--- Exercise ---
Please translate this sentence from the free will text below into Spanish: "The father can run after the child and take hold of her pulling her away from certain death."

--- Text excerpt ---
══════════

The world would have
you believe that deep down inside you are basically good. However, the Bible confirms repeatedly that
we are in no way ‘good’. As sinful
people we make that assessment based on what we see with our human eyes from
the outside. However, the heart of man
is deceitful and wicked beyond a man’s own understanding (Jeremiah 17:9). In Matthew 15:19 Jesus said, “For
out of the heart come evil thoughts, murder, adultery, sexual immorality,
theft, false witness, and slander.”
That is extremely significant for the discussion of free
will then. In the garden, without the
influence of sin, mankind still chose to rebel and sin against God. Forever humanity was changed to an evil
nature and we are astonishingly intertwined with this corruption so that we
cannot rid ourselves of it, operate outside of it, nor do we even want to. In that corruption we continue to sin and
invent new ways to sin.
So then, our wills are indeed free to choose but are in fact
constrained by the nature within us, which is where those choices of the desire-to-mind-to-body
take place. Do we have a freedom of the
will? Yes. Is it free to make any choice
on the moral spectrum? Absolutely not.
Not because God constrains it capriciously but because our own sinful
nature has stifled our moral liberty completely.
What’s this mean then?
You may have heard it said, “God is a gentleman and would
never force His will upon us.” However, I fail to see any mention of God as a
‘gentleman’ in scripture. That’s a human
anthropomorphism. It is a quality that
we value as people but for which is never an attribute of the only holy
God. He instead describes Himself as a
Father, who is jealous for His sheep.
Consider this analogy: A father watches his rebellious child
run away from him and into a busy street.
The father can call the child back (without success because she is
rebelling). The father can do nothing. The father can run after the child and
take hold of her pulling her away from certain death.
What kind of good father allows his child to run into the
road and simply responds, “Well, I don’t want to violate their free will. I
would save them but they didn’t ask me first.”

══════════

--- Given entries ---
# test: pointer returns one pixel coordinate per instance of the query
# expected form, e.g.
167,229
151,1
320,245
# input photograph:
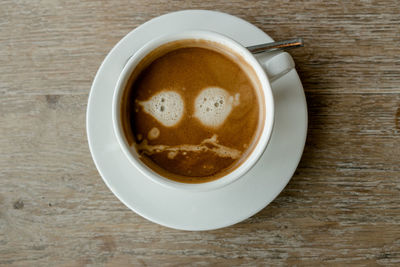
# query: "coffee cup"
266,68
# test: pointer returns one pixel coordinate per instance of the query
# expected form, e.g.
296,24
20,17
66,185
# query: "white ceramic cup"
272,64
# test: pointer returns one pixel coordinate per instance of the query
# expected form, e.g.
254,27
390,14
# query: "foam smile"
209,144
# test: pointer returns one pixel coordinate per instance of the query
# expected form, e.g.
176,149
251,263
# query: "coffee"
193,111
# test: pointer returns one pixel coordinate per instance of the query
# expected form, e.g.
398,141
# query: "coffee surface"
192,114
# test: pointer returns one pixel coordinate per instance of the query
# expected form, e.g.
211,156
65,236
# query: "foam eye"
213,105
166,107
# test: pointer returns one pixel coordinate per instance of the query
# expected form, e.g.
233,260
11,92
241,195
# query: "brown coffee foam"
160,162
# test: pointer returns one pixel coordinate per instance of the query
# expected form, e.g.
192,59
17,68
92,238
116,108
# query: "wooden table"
341,207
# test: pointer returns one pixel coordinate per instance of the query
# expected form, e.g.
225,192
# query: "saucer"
196,210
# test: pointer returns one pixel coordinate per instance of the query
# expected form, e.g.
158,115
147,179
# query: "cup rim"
265,134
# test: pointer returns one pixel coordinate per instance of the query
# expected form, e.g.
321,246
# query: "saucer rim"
129,205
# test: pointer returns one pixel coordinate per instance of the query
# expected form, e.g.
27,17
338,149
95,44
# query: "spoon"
275,46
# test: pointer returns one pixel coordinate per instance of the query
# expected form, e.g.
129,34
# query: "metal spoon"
275,46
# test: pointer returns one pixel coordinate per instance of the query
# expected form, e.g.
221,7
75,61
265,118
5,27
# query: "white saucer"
196,210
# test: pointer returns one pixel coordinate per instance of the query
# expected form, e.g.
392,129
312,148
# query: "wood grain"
340,208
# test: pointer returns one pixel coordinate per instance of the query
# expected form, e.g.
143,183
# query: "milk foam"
166,107
209,144
213,105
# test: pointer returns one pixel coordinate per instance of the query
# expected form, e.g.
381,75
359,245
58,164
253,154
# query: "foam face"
166,107
213,105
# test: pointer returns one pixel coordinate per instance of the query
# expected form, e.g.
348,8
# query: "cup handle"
275,64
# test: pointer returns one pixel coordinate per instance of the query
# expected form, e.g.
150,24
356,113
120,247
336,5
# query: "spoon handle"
275,46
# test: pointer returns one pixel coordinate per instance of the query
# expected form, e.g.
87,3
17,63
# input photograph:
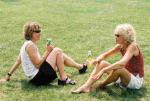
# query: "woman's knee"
57,50
119,71
104,63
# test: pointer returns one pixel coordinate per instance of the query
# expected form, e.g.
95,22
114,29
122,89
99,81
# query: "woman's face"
36,35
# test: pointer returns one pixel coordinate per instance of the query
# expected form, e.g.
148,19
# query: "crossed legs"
113,76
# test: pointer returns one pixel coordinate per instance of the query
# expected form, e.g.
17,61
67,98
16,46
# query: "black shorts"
45,75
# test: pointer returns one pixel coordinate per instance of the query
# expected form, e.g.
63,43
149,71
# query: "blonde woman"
128,71
42,70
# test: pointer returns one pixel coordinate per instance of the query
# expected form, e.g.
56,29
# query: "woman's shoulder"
30,45
134,48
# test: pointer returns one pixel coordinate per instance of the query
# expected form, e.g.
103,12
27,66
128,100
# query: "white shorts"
135,83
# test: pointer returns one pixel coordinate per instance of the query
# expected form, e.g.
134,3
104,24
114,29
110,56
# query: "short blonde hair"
29,28
127,31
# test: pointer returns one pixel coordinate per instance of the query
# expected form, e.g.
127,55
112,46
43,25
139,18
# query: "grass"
75,26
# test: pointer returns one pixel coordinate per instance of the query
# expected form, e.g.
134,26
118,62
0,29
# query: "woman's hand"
3,80
50,48
97,76
96,61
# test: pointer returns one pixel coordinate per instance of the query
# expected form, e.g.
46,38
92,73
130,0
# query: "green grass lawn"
75,26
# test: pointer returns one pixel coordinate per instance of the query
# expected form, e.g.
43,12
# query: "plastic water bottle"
49,41
89,58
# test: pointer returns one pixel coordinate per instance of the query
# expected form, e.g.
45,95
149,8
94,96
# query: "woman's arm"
12,70
34,55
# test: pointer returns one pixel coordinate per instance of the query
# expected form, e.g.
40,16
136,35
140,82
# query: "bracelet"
8,74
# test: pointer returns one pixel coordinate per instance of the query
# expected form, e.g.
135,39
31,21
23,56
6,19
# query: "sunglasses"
37,31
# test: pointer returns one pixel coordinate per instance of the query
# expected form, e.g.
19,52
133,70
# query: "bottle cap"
49,41
89,52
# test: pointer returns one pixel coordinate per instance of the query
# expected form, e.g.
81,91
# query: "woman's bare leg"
124,75
68,61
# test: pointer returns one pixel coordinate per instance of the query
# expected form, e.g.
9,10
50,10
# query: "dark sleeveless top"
136,64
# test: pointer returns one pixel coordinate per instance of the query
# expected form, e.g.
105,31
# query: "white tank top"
28,67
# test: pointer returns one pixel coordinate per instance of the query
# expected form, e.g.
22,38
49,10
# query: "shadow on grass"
25,85
9,1
120,94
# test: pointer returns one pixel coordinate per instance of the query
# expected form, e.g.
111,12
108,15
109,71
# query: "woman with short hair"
42,70
127,72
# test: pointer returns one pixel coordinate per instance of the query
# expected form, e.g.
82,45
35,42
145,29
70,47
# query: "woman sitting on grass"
127,72
42,70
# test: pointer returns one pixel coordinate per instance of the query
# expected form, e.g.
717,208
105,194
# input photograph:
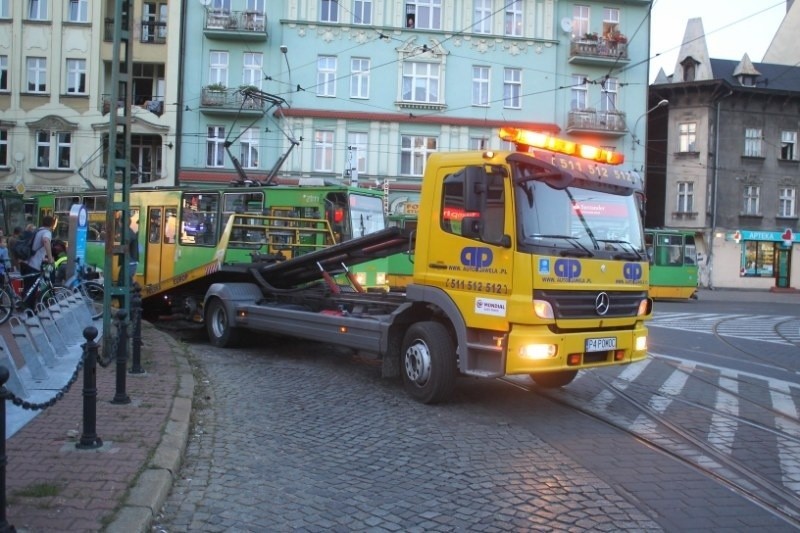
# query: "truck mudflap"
534,349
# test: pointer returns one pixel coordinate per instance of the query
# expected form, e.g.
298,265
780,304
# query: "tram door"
162,223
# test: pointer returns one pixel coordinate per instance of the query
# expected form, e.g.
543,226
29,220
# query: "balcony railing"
589,120
239,22
229,99
600,49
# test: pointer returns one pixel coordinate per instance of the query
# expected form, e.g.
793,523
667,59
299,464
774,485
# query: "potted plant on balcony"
214,94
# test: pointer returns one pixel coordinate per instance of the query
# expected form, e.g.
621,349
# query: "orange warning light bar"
554,144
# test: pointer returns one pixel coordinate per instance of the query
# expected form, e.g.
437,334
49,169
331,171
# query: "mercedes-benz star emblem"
602,303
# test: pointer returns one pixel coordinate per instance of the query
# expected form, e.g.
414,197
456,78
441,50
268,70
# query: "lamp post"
662,103
284,51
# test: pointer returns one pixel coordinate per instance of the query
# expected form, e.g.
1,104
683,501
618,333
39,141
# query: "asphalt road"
291,435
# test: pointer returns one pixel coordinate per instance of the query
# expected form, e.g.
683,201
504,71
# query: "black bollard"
4,525
120,396
136,337
89,439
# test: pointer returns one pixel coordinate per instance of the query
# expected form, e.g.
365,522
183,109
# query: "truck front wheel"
429,362
218,324
553,380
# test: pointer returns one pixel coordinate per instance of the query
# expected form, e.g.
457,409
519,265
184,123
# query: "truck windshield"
579,221
366,215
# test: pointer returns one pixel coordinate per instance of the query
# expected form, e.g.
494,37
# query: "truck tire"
218,324
553,380
428,362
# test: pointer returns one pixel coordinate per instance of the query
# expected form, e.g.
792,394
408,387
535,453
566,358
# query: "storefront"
755,259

══════════

--- Task solution ---
El padre puede correr tras la niña y agarrarla, apartándola de una muerte segura.